• _PROBLEM DETAILS_
Retype every entry in its entirety, without alteration.

• _DATA SHOWN_

====================

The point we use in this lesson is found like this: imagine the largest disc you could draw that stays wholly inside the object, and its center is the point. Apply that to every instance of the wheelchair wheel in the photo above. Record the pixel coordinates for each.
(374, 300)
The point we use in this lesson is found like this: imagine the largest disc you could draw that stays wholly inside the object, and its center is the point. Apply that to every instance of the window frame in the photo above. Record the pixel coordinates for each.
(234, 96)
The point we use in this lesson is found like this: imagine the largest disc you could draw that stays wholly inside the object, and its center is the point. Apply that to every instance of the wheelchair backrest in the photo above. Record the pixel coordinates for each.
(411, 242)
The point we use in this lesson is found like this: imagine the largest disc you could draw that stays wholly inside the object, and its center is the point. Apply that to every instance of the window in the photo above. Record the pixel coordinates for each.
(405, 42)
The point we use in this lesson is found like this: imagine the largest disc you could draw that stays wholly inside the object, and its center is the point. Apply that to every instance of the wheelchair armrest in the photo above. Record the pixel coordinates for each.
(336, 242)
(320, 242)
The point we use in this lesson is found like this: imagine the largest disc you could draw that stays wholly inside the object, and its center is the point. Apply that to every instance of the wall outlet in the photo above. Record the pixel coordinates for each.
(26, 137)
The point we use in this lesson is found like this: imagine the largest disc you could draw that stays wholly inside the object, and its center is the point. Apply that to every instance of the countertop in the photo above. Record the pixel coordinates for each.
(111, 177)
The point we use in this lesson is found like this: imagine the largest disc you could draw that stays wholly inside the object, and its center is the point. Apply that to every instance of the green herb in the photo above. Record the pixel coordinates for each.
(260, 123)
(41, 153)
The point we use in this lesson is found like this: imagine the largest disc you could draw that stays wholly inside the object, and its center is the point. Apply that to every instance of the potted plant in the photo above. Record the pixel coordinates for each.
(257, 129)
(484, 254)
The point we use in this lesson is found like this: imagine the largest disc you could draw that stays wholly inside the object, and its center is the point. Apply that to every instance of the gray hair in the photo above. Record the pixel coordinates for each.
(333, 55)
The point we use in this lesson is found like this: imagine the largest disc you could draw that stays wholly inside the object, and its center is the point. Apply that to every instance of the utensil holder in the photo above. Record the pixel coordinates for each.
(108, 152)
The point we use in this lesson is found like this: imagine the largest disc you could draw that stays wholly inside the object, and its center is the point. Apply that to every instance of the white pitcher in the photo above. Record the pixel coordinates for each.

====================

• _SOLUTION TO THE PROBLEM_
The point we use in this lesson is found like this: imagine the largest disc you could draw that stays wholly inside the object, and its center is the point. Apply that to every instance of the wheelchair wheel in the photo above. Record the pixel coordinates for each.
(374, 300)
The point we use in this lesson is found like this: imagine the largest disc you could draw that stays wholly inside the object, and its center is the point. Apply that to every instance of the window frame in the photo above. Record the pixel coordinates for each.
(234, 96)
The point we use in this lesson is found like this: imagine the largest disc you could draw that stays wholly inside the object, and its center is the point. Apply that to every instance of the wheelchair backrest in the photo above. Record the pixel coordinates for each.
(411, 242)
The point we use in this lesson is found like this: imagine the largest disc you could draw that stays wholly inside the object, and its center is the point. Apply that to every instance of the window in the photo above. Record the pixel coordinates for each.
(405, 42)
The point we use in this lesson is found like this: imagine the largest disc you could draw that stays wholly inside the object, and its center is the point. Apply that to every instance of the wheelchair armrest in the photo above. Record the pixel coordinates for each.
(336, 242)
(320, 242)
The point we use in this lesson is found like this: imagine the largest disc you could draw that stays wholly inside the object, and its center is the point. Apply that to every instance of the wall outlet in the photo above. Record the pixel coordinates for each.
(26, 137)
The point we use in this lesson is found like this: imagine the largest disc you could draw that stays wholly inside the object, and its center is the point. Apply that to every instance of the countertop in the photo above. Record the pixel coordinates for each.
(111, 177)
The point we use in this lesson is found like this: imagine the largest disc you could draw that stays wholly inside the object, and its center is the point. Apply that to every instance of the green herb in the photo above. Record the pixel coordinates for each.
(260, 123)
(41, 153)
The point we use in this lesson is found like this: imagine the largest disc you could draw that stays wholly inside the object, and its center is the point. Apply that to every instance of the potted plant in the photo above. Record the pixel coordinates for each.
(257, 129)
(484, 254)
The point we use in this lesson is found like this: imagine the largest disc you could draw that stays wholly inside the object, and its center is the point. Apply that to every instance of the gray hair in the photo above. Record the pixel coordinates for each.
(333, 55)
The point we use in this lesson is found like this: imagine the largest disc you could draw that stays wholly inside the object, and its center is the point. Apply that to every instance of the utensil holder in the photo above. Record the pixel coordinates for each.
(108, 152)
The point we use in this lesson is found like this: imagine the largest disc you could draw that stays wholly inside the object, and its center is the point. Apply that to every instance of the white pitcher in the photo above. Record the pixel coordinates for each.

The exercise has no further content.